— Start DATA FOR THIS EXERCISE —

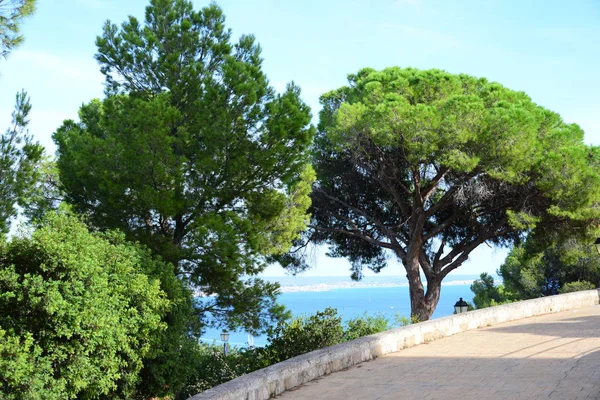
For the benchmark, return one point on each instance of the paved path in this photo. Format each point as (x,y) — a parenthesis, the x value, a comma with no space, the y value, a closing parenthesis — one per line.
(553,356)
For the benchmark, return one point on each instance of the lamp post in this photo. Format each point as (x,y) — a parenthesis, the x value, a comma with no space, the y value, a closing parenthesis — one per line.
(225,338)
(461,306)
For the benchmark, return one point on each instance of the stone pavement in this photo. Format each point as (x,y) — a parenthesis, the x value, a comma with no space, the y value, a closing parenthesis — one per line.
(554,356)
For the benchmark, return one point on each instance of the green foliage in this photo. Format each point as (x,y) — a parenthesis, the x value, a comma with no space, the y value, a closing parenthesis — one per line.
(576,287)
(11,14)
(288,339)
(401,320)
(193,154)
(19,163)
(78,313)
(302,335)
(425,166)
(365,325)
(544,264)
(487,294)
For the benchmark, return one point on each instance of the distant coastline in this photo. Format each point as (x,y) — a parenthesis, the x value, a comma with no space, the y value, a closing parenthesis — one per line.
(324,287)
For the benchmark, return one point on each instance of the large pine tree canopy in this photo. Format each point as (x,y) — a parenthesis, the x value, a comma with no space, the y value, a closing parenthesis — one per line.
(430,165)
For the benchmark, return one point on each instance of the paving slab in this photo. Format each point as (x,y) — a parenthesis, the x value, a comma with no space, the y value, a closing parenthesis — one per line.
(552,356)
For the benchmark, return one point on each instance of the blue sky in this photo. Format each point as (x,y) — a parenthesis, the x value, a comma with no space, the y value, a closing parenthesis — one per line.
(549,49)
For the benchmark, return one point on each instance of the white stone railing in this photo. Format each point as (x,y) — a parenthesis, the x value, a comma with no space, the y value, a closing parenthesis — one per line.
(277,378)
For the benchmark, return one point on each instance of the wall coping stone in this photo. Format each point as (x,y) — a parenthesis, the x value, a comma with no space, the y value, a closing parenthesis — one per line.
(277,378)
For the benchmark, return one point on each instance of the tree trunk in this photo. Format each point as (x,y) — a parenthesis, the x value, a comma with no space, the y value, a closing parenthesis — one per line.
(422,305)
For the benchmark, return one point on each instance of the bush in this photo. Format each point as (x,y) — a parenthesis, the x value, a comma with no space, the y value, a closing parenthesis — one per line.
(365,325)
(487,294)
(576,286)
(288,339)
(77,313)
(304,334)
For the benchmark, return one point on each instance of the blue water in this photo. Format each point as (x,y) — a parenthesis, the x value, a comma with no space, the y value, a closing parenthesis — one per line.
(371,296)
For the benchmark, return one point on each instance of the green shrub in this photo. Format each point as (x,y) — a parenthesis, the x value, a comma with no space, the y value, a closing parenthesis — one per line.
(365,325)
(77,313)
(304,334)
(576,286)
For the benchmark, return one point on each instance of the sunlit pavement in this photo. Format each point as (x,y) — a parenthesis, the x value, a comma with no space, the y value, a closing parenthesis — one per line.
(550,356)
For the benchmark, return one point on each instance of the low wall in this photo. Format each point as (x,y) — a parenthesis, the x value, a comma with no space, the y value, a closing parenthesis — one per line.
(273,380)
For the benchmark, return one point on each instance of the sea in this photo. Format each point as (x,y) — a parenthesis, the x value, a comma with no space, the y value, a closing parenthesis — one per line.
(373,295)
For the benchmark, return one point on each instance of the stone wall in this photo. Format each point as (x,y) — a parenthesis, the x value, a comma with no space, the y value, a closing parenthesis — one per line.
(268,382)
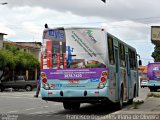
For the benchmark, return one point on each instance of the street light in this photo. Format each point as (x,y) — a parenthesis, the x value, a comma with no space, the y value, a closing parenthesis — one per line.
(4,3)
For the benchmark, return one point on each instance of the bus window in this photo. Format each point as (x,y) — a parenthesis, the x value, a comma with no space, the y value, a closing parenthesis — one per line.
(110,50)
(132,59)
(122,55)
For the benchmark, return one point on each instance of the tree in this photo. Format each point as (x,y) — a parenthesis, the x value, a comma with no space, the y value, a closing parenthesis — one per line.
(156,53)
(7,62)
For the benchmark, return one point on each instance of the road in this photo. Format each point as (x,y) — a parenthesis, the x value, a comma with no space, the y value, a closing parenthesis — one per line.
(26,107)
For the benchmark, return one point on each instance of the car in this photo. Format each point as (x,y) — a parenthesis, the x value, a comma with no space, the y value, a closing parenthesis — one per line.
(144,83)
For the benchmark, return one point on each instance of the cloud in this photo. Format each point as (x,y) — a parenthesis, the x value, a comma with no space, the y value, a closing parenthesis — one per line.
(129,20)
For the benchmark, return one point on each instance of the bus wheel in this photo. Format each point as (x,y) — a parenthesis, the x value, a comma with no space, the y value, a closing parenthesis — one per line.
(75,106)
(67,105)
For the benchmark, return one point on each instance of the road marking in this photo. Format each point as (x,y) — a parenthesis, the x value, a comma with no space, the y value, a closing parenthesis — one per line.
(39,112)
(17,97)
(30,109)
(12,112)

— End DATA FOR THIS EXERCISE —

JOB: Rewrite all of the rows above with every "photo" changed to "image" and everything else left unchanged. Leave the pictures out.

ANSWER TO THIS TASK:
For the benchmark, return one point on each instance of the paved path in this image. Format each point as (x,y) — a parenthesis, the x value, a comma with no space, the y value, a closing parenthesis — one per line.
(553,356)
For the benchmark, return one point on each instance of the lamp post in this image. Format each point as (x,y) — a parenthesis, the x value, a comma with no space, the y value, a closing parenthesis — one per line.
(225,338)
(461,306)
For the benchmark, return one point on each instance of the stone pavement in this image. Format each point as (x,y) — a parenthesis, the x value, a comma with no space, the y value, a closing parenthesis — one per line.
(554,356)
For the benchmark, return one point on each instance of the green foliage in this image. Format each point as (x,y) — a parenthesis, the x value, a comma with no space, the y value, a closing parenthesis — one per line.
(576,287)
(11,14)
(288,339)
(401,320)
(193,154)
(19,163)
(78,313)
(302,335)
(425,166)
(365,325)
(544,264)
(487,294)
For the benchmark, return one point on each instance of the distant coastline in this image. Format each point as (x,y) — a parenthesis, the x value, a comma with no space, the y value, a closing parenthesis — one per line.
(324,287)
For the benchmark, return one point on each instance of the large pine tree canopy in this image. Format each point as (x,y) — a parenthesis, the x value, a comma with no space, the y value, a closing parenthesis — one per line.
(430,165)
For the benchmark, return one point on each instance of the paving slab in this image. Format each point as (x,y) — a parenthesis, the x value, a comma with no space, the y value, a closing parenthesis — one per line.
(552,356)
For the benchmark, return one point on each instance of the blue sky in this image. Format each point as (x,y) — a parenthesis, the x value, a comma with no space, the y value, a closing parenthesis — one per line.
(549,49)
For the benchmark, return one point on each instance of the white stone railing in this image. Format each point as (x,y) — a parenthesis, the x value, a comma with no space, the y value, a closing parenthesis — one per line.
(277,378)
For the benchmark, return one point on each instance of the wall coping stone in this image. Format each point as (x,y) — a parenthesis, the x value, a comma with no space, the y value, a closing parenthesis — one per line.
(277,378)
For the benchmark, return one point on each instance of the tree trunk in this image. Format each point as (x,y) — a parenthesis, the x value, a comma with no space, the y value, a closing parenthesis — one per line.
(422,305)
For the benchmark, return one point on each instance of the bush in this image. Format each point as (x,y) — a parenthesis, the x value, a comma with no space, the y value, a closing parenthesis — one per line.
(365,325)
(487,294)
(576,286)
(288,339)
(77,313)
(304,334)
For the benchmark, return one point on each instance of the blue water in this image. Format each point as (x,y) — a parenthesis, the x value, a comma with no space, the y value, a closing parenthesis — one per line.
(371,296)
For the benchmark, return one point on each instance of the green shrub in this image. Format each point as (x,y) — a parenthesis, the x value, a comma with no space, the y value, a closing parenthesis — one per line.
(365,325)
(77,313)
(304,334)
(576,286)
For the benchmark, return one point on each instance of the sunlit pavement in this image. Format each point as (x,y) — a parenthesis, the x value, a comma with no space, the y value, a closing parenthesis — one per line.
(550,356)
For the benchmark, return one point on each instance of the low wall in this image. Format each point as (x,y) — a parenthesis, the x value, a comma with no space, the y value, a closing parenthesis — one per line.
(273,380)
For the benchmark, return one point on each instance of the sea in this image. Format each point as (x,y) — a parenthesis, the x value, a comma with no space, the y value, a closing parenthesis — one per line.
(373,295)
For the benchmark, return one point on each instance of the stone wall in this image. Format each point as (x,y) — a parenthesis, the x value, a comma with no space, the y value, a closing parenthesis — one per line.
(268,382)
For the benchmark, return one point on each instance of the street light in this image. Format each point as (x,y) — a parenthesis, the x value, a comma with no space, the y value, a closing parenthesis — one per line.
(4,3)
For the benchmark, return one point on each instance of the bus window in this image. Format each point as (x,y) — a parenthesis, the x value, a comma with no space, the y value, a closing parenthesis — one per line.
(110,50)
(132,59)
(122,55)
For the benchmark, return one point on each instance of the tree in this image. Format each point as (x,y) — a parenthesis, the x value, a comma with no space, the y value, a closing parenthesis — one per line.
(156,53)
(7,62)
For the benchmark, return one point on each instance of the road in this image. Format each point as (x,y) — a parenthesis, the x value, a comma with no space, the y value, a closing parenthesis — one per line.
(26,107)
For the benchmark, return one point on each instance of the car in this image. Format each point as (x,y) — a parenthesis, the x value, a comma with no space, the y value, a closing parenthesis — one per line.
(144,83)
For the benchmark, return one point on each instance of the cloud in this image. Format each point as (x,y) — a parenthesis, the x value, a comma with no space, the y value, a closing parenthesis — one per line.
(129,20)
For the benchmark, return one point on each instance of the bus wheel in this image. Format each point as (x,y) — a parenthesis, the x value, a comma with no space, the y value, a closing parenthesis — one per line.
(75,106)
(67,105)
For the benchmark, return one point on each instance of the road marking in this image. Format each point as (x,y) — a parenthesis, the x value, a comma with no space, the y value, a closing parenthesis — one per line.
(39,112)
(17,97)
(30,109)
(12,112)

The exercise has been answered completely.